| TEXTO DE REFERENCIA |
^^^^^^^^^^^^^^^^
No debe sorprendernos que sea durante este tiempo en el que nace la idea de arte como una actividad específica. Durante la época clásica, poiesis era concebida como la instauración de la realidad; para las culturas anteriores, esta actividad, la religión y la magia eran inseparables. Todavía en la religión ortodoxa se concibe a la pintura de iconos no como una creación humana, sino como la presencia de la divinidad.

Aunque la literatura ya desde la Edad Media había perdido en gran parte la potestad que tuvo durante la época clásica y se gestó lentamente la idea de ficcionalidad literaria que con el Renacimiento se convirtió ya en lo que conocemos, la separación estricta entre el ámbito artístico y la “realidad” se completó con la Ilustración. La muerte del mito fue al mismo tiempo el nacimiento del arte moderno. Todavía en el Renacimiento existía una imagen del mundo que representar: una presencia que el artista hacía visible.

Con la razón ilustrada esto ya no es posible. El artista ha perdido su razón de ser en tanto para una sociedad cuyo centro es el hombre mismo no puede existir un imago mundi  fuera de sus límites. El arte pasa a convertirse en artesanía decorativa o en expresión de la habilidad humana. Así, el arte, sin otro subterfugio ante la sociedad que la peculiaridad de su realización, se convierte en una actividad más.

No es, pues, de extrañar la rebelión del romanticismo. Se trató menos de una reacción como de la búsqueda de una imagen de mundo, de un mito que abarcase aquello que la razón ilustrada había dejado de lado, empeñada en la humanización de un espacio que veía inerte.

En más de un sentido, la gran suma hegeliana fue una tentativa romántica e ilustrada a la vez. Ilustrada porque busca el orden universal en la razón humana; romántica porque imagina un relato que abarque la totalidad. No se trata del desarrollo de un silogismo, sino de una obra dramática donde el protagonista es el espíritu humano. Con ello logra la culminación prematura del mundo ilustrado y también, de manera aciaga, el presagio de lo que serían sus horrores.

Ni el arte moderno ni la realidad cumplieron las predicciones hegelianas. La historia del arte a partir del romanticismo fue una sucesión de rupturas con el orden establecido por la sociedad surgida de la Ilustración y el mundo no alcanzó la síntesis final por él anunciada en fecha tan temprana como la de las revoluciones napoleónicas.
^^^^^^^^^^^^^^^^
| CONSIGNAS DE TRABAJO |
1. Reproduce sin cambios el pasaje del texto sobre el arte moderno, empezando por "Aunque la literatura" y siguiendo hasta "artista hacía visible.".
2. Prosigue el texto sobre el arte moderno a partir de su última oración.

| DATOS PROPORCIONADOS |
^^^^^^^^^^^^^^^^
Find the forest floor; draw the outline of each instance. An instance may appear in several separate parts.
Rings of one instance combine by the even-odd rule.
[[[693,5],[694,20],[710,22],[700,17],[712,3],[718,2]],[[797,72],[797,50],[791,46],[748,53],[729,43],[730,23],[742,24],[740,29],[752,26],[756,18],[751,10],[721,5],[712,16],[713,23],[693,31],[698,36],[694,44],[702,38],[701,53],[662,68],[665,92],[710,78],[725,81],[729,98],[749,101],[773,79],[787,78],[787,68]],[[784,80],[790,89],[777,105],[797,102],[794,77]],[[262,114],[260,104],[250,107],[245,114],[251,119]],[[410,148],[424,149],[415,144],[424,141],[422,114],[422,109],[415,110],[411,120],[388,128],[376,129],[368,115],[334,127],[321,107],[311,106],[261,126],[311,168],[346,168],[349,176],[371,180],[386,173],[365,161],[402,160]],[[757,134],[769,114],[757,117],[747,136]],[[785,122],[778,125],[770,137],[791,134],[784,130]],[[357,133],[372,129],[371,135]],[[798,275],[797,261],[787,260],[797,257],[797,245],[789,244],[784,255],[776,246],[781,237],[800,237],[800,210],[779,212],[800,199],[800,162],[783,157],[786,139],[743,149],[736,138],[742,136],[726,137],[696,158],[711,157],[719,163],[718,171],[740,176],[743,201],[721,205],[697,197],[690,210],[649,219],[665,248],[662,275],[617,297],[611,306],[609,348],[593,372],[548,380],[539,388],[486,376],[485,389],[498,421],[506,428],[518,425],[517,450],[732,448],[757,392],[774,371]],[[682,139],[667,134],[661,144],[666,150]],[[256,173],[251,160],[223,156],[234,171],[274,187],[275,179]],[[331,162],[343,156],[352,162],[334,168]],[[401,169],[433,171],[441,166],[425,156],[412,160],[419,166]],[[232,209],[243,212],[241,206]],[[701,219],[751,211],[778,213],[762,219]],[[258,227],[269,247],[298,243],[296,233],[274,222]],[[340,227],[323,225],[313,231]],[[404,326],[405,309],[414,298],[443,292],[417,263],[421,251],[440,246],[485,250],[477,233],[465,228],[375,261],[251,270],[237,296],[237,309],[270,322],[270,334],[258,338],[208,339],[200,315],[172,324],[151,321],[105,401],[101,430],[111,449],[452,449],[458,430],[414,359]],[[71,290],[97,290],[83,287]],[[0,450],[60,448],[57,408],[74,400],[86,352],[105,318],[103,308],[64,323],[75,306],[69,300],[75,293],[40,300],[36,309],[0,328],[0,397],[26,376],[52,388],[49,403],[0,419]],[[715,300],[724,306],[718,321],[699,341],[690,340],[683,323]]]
^^^^^^^^^^^^^^^^
| RESPUESTAS DEL EJERCICIO |
1.
Aunque la literatura ya desde la Edad Media había perdido en gran parte la potestad que tuvo durante la época clásica y se gestó lentamente la idea de ficcionalidad literaria que con el Renacimiento se convirtió ya en lo que conocemos, la separación estricta entre el ámbito artístico y la “realidad” se completó con la Ilustración. La muerte del mito fue al mismo tiempo el nacimiento del arte moderno. Todavía en el Renacimiento existía una imagen del mundo que representar: una presencia que el artista hacía visible.

2.
Sin embargo, el mundo imaginado por Hegel y por sus discípulos coincidió con la realidad en un punto: la razón ilustrada se expresó como Historia. Esto resultaba natural: si el hombre otorga sentido al universo a través de su acción y si la acción se confunde con la Historia de los hombres, entonces el sentido mismo del universo se concibe como la Historia de la dominación del mundo (y de los hombres) por el hombre mismo. Las diferencias entre Marx y Hegel en este punto no son tan importantes como para separarlos. Para ambos, el objetivo del ser humano es la dominación y esta dominación se despliega de manera histórica.

La razón del mundo moderno no fue la ciencia, sino la política.

La síntesis augurada por Hegel y la culminación de la Historia de Marx se llamó ideología. No sólo el fascismo, sino también el capitalismo y el socialismo de Estado buscaron comprender al universo todo dentro de sus límites. El imperio de lo humano sobre la totalidad.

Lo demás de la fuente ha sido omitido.